ITEMS:
-------

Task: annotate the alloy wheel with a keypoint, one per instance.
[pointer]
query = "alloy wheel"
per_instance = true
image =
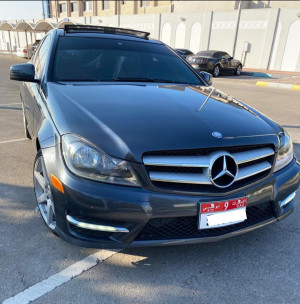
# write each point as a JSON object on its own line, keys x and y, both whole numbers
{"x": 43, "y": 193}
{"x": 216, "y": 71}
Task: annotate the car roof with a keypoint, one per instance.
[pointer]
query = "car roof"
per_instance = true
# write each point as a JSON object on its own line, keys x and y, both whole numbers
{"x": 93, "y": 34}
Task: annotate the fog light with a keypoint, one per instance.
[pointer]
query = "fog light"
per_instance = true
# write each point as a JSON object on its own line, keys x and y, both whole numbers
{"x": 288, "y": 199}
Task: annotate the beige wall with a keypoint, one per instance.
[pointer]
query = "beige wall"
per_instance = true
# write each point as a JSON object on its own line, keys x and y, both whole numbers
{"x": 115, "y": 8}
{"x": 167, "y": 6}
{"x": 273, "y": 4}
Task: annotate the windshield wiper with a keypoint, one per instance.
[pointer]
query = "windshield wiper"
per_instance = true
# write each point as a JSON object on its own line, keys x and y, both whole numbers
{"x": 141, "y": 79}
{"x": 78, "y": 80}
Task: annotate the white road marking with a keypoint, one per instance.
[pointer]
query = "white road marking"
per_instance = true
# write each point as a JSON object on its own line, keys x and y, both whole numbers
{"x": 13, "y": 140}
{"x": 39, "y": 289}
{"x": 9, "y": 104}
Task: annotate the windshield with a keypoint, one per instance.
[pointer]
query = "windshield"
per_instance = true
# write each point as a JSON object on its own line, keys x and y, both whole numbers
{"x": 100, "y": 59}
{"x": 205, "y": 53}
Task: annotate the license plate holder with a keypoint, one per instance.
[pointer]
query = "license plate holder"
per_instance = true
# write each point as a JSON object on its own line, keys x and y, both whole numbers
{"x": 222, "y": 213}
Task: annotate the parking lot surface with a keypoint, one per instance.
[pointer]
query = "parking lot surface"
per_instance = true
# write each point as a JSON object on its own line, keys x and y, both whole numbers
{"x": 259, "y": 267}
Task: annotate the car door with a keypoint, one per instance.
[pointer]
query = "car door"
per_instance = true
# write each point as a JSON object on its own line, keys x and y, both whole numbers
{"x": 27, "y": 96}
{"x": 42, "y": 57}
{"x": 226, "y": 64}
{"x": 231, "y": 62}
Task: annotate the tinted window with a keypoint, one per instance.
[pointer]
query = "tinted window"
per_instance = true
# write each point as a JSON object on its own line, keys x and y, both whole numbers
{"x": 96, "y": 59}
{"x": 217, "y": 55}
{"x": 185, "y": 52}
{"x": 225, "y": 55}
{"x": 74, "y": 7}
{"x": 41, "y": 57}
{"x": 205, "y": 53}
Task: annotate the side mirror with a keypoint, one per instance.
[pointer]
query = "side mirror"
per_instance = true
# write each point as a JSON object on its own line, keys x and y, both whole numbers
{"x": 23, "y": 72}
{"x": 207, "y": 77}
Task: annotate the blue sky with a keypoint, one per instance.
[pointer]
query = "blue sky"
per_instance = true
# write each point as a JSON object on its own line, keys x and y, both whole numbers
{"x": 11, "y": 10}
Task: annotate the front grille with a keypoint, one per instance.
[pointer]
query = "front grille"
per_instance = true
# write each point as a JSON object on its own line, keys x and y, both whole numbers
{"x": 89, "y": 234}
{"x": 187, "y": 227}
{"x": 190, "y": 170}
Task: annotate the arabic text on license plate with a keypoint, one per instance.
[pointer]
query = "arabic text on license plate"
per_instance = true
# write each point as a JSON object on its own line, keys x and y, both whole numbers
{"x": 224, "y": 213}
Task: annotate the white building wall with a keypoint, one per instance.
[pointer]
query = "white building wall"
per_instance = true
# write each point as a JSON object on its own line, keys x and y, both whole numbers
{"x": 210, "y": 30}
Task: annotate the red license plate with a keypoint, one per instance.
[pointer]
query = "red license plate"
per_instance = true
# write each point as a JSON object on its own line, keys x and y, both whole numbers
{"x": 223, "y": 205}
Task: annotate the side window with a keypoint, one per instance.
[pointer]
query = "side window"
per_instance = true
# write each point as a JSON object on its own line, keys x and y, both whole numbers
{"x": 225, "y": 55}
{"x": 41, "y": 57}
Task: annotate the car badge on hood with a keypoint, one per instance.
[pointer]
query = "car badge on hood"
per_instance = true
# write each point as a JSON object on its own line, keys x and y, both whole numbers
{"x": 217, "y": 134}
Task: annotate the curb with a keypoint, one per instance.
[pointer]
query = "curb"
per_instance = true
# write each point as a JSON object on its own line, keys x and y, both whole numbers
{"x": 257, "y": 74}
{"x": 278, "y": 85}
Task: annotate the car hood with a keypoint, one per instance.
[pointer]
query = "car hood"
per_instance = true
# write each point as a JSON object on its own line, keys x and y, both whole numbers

-------

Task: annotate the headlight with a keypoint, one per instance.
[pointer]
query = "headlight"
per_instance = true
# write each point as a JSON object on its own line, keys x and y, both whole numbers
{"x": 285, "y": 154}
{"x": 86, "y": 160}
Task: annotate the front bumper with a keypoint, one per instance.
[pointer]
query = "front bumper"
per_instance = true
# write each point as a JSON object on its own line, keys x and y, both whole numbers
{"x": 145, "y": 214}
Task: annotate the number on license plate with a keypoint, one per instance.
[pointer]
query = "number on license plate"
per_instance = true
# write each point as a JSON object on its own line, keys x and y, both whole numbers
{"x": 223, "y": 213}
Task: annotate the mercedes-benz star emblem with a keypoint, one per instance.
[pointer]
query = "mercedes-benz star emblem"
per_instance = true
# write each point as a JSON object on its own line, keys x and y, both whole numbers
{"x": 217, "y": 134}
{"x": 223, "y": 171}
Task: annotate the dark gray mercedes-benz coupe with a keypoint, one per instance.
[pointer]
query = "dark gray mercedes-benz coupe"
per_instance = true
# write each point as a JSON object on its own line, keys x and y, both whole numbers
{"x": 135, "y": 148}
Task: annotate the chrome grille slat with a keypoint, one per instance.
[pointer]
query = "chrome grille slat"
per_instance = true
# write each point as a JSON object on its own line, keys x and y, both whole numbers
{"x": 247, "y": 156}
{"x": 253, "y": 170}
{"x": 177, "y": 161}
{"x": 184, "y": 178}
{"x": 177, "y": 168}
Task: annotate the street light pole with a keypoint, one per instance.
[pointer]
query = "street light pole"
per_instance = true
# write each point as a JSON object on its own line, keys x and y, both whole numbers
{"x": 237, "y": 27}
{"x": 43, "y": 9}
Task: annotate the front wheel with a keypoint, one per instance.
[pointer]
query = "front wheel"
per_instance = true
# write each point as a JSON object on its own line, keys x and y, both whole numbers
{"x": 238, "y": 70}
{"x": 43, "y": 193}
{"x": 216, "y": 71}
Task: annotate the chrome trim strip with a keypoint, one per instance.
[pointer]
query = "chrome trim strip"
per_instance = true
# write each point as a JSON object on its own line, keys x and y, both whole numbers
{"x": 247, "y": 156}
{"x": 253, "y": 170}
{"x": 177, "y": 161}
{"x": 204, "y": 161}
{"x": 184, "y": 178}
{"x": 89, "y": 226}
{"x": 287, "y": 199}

-------

WHAT YOU ARE ASKED TO DO: Return every line of the material above that contains the word "license".

EXERCISE ANSWER:
Task: annotate the license plate holder with a keypoint, one per instance.
query = "license plate holder"
Task: annotate the arabic text on license plate with a keypoint, one per instance.
query = "arabic text on license plate"
Task: annotate the red license plate with a keypoint, one per instance.
query = "red license plate"
Task: annotate the number on license plate with a keypoint, one per instance.
query = "number on license plate"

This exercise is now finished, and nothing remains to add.